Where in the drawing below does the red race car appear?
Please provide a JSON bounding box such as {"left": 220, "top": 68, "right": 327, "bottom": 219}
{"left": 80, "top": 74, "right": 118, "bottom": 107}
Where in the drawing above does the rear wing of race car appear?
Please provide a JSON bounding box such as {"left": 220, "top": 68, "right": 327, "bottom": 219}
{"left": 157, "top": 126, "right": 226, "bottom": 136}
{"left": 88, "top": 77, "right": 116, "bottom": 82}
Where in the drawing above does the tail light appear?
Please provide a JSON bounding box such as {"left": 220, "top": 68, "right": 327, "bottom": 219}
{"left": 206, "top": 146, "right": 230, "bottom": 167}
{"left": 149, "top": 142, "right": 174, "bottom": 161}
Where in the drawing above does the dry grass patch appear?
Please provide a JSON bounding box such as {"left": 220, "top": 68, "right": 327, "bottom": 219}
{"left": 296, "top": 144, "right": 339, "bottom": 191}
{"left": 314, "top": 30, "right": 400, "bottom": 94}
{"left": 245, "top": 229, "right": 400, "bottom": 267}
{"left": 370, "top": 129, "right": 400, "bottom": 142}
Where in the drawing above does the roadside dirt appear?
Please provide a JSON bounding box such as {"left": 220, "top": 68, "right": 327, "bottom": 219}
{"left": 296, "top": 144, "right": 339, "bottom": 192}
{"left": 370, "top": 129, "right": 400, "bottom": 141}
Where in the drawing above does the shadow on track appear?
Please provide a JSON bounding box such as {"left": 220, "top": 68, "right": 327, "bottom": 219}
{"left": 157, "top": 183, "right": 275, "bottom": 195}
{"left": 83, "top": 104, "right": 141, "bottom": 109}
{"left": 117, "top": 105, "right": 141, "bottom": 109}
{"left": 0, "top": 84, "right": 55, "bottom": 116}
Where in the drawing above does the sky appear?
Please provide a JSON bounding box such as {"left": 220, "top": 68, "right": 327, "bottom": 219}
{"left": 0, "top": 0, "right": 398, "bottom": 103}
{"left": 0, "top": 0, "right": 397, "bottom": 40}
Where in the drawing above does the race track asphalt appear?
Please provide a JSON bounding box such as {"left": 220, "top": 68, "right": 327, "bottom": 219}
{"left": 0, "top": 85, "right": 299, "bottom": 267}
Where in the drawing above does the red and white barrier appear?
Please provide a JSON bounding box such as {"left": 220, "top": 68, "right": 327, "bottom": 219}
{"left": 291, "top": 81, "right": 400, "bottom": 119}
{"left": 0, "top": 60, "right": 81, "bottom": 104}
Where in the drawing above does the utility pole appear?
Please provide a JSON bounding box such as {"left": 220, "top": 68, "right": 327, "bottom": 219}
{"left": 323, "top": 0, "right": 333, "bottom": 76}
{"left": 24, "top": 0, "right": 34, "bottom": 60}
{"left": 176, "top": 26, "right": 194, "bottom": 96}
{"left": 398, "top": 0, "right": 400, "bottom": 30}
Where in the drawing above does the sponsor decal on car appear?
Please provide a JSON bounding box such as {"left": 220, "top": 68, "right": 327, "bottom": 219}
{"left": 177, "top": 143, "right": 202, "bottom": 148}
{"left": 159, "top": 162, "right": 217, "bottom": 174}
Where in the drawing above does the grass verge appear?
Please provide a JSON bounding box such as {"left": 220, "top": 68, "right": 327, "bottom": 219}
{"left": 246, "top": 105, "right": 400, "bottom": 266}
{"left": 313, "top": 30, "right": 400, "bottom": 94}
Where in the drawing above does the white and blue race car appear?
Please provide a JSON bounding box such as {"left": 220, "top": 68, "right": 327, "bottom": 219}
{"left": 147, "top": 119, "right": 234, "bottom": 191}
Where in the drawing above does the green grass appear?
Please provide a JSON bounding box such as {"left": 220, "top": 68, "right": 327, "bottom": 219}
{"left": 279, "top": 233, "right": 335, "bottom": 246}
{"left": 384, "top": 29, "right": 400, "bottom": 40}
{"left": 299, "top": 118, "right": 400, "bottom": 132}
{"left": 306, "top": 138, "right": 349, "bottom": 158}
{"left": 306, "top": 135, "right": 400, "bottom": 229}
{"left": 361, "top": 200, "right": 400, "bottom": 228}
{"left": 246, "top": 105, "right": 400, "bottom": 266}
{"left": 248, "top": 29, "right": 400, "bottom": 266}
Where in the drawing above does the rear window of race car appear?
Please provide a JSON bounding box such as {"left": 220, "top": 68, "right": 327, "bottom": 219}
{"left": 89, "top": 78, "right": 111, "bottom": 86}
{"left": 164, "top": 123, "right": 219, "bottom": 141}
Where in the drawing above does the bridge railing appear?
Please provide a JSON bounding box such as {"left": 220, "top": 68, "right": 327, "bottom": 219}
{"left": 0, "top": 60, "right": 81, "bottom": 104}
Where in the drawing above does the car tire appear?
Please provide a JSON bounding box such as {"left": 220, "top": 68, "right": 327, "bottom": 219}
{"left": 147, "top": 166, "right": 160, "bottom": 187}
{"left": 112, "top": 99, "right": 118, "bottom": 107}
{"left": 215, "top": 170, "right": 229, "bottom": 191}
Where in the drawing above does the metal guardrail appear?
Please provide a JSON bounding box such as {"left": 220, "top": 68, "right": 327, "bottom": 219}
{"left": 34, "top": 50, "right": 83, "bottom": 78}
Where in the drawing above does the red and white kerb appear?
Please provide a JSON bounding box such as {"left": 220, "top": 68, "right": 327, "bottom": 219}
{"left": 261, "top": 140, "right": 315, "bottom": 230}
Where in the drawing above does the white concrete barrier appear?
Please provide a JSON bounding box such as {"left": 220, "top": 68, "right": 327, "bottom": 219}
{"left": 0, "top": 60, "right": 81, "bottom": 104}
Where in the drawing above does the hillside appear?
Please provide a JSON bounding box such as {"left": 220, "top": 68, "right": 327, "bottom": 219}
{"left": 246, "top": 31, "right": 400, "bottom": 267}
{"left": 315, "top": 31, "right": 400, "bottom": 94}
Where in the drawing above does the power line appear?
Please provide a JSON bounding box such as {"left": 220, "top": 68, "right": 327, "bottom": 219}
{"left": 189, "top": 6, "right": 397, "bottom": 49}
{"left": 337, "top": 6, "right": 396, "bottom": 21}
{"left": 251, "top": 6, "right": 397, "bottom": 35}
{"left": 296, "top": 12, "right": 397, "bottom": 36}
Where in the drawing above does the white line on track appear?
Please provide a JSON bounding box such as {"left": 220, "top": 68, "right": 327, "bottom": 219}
□ □ □
_GOAL OF THE EXERCISE_
Throughout the listing above, how many lines hold the word "race"? Answer with only the number.

_TASK RESPONSE_
5